◆ **Task statement**
Continue the forum post about the Caddy DNS TXT record timeout from where it stops.

◆ **Source**
Timeout waiting for record to fully propagate

1. The problem I’m having:

Depending on which LAN network I run a Caddyfile (below), caddy/acme will timeout at the DNS TXT record verification step.

On the LAN that mis behaves the _acme-challenge record is successfully written to my route53 host (I can see it in the AWS console) but then acme/caddy is unable to confirm that with a lookup. I even tried to set a custom “resolver” to 8.8.8.8 and that did not help.

I don’t see this as a caddy issue. but maybe collective experience here can help me. I mean there is nothing wrong with my caddy container nor the Caddyfile (since it runs fine on another machine/LAN) but rather something is amiss with the process of how the DNS TXT is verified after being written into with this particular machine/LAN/gateway-router.

◆ **Supplied material**
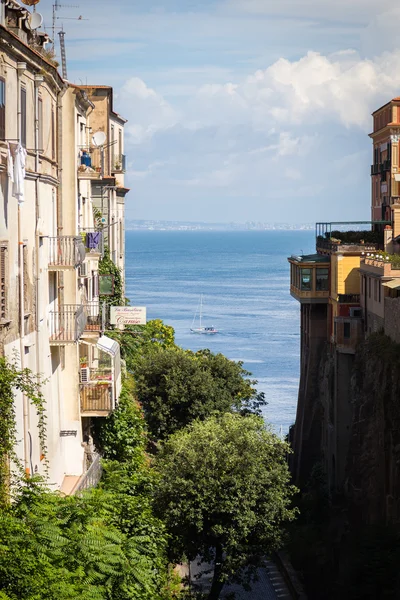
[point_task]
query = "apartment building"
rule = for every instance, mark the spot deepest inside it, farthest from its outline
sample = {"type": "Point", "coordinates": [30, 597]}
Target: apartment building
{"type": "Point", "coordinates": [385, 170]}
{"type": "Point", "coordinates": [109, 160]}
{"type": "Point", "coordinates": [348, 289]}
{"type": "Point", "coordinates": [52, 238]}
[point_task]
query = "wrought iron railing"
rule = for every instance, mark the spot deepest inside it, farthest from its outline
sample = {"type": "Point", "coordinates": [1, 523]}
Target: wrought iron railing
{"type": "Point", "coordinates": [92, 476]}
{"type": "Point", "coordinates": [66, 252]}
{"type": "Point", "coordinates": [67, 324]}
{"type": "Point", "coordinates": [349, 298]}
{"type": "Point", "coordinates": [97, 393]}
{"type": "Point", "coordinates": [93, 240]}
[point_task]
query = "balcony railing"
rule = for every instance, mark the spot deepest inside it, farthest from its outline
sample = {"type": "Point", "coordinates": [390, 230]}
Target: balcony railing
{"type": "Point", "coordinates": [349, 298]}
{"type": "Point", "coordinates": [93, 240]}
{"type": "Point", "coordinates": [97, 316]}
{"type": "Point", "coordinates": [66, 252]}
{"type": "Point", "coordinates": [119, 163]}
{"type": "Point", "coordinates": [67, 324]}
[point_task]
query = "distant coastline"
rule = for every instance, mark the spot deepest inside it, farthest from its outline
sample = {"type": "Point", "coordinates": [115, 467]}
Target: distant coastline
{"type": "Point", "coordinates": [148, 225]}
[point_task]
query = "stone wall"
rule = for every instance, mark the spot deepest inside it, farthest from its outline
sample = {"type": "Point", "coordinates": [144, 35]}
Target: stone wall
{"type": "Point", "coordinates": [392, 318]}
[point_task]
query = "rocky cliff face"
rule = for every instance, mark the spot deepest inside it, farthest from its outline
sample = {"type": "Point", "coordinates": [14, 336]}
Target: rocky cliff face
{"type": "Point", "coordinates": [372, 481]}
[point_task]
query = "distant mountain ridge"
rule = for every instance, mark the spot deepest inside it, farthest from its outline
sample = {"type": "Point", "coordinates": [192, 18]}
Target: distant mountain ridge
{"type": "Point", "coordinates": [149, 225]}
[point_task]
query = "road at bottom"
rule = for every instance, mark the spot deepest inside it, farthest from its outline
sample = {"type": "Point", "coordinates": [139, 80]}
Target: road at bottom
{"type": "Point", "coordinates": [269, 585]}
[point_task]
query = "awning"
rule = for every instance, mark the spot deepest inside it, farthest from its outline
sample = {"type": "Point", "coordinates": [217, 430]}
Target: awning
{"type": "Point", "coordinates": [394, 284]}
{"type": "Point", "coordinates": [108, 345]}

--

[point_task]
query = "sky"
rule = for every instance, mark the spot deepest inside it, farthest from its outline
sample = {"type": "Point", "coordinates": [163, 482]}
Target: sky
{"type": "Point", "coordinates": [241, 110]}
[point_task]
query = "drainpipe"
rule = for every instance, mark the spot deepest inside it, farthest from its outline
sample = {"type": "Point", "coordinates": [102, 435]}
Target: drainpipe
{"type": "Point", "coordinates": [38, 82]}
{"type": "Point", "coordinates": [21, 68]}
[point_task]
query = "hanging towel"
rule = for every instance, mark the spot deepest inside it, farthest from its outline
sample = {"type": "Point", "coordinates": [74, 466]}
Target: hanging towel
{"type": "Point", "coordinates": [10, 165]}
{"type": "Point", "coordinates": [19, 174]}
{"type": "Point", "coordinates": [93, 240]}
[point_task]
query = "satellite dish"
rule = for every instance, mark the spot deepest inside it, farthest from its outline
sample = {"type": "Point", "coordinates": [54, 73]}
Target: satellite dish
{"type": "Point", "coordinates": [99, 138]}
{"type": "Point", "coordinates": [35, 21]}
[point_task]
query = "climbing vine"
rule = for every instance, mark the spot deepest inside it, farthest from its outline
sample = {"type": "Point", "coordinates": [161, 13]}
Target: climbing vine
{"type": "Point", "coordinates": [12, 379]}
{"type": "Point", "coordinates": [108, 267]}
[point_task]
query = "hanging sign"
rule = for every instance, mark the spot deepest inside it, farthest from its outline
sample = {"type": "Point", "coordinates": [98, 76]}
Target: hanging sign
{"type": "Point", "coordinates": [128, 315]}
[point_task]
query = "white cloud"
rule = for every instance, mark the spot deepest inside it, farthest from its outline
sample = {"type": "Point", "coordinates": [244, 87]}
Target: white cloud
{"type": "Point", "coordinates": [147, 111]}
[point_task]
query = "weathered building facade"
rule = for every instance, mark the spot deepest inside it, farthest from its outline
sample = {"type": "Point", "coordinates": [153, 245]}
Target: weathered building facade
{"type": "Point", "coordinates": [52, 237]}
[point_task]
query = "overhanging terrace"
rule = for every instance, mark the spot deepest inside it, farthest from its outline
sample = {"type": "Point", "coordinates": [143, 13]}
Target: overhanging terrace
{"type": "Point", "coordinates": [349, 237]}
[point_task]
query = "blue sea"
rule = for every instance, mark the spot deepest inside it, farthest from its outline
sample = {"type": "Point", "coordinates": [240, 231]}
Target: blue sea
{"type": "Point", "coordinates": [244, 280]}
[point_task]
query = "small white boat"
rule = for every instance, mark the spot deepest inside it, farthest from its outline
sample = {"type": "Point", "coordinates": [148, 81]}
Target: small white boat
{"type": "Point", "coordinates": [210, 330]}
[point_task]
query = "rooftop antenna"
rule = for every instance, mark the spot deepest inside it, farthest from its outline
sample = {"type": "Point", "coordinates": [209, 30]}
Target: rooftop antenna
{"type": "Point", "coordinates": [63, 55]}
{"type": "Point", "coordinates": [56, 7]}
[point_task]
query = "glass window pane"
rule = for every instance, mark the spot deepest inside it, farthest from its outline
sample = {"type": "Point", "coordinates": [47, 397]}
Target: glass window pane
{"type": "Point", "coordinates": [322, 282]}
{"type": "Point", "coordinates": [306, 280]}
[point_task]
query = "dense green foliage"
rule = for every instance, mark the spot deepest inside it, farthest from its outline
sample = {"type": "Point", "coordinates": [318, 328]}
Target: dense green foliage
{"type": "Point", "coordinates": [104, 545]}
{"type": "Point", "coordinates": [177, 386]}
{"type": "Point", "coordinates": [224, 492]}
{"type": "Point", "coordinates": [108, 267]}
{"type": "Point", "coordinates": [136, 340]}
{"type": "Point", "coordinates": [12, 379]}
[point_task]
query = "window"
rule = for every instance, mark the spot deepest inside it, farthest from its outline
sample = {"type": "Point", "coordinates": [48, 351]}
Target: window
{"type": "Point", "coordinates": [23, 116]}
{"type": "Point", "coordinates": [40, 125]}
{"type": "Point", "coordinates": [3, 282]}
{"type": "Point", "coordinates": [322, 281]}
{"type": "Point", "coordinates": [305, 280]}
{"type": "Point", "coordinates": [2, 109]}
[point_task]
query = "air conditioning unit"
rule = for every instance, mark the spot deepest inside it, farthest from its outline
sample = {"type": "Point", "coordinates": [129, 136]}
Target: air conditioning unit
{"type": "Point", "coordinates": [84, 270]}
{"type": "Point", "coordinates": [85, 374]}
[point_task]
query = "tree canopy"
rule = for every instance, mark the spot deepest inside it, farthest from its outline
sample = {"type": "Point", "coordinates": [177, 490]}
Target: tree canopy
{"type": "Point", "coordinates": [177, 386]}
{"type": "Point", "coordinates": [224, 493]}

◆ **Written reply**
I guess if someone could explain how the lookup step is done I might be able to track down why this is happening. I mean is that lookup step done from acme servers or from my caddy instance out from my LAN directly? If I dig that TXT record from that machine/LAN in question it comes back with the correct value so why if I can do this via command line does it not work from caddy/acme.

; <<>> DiG 9.16.1-Ubuntu <<>> TXT _acme-challenge.admin.sj111.net
;; global options: +cmd
;; Got answer:
;; ->>HEADER<<- opcode: QUERY, status: NOERROR, id: 20483
;; flags: qr rd ra; QUERY: 1, ANSWER: 1, AUTHORITY: 0, ADDITIONAL: 1

;; OPT PSEUDOSECTION:
; EDNS: version: 0, flags:; udp: 512
;; QUESTION SECTION:
;_acme-challenge.admin.sj111.net. IN	TXT

;; ANSWER SECTION:
_acme-challenge.admin.sj111.net. 0 IN	TXT	"NuCBJY1ncyDidUAWgNQEz4c21rDrY9e7H74Y8D4FnFs"

;; Query time: 59 msec
;; SERVER: 192.168.8.1#53(192.168.8.1)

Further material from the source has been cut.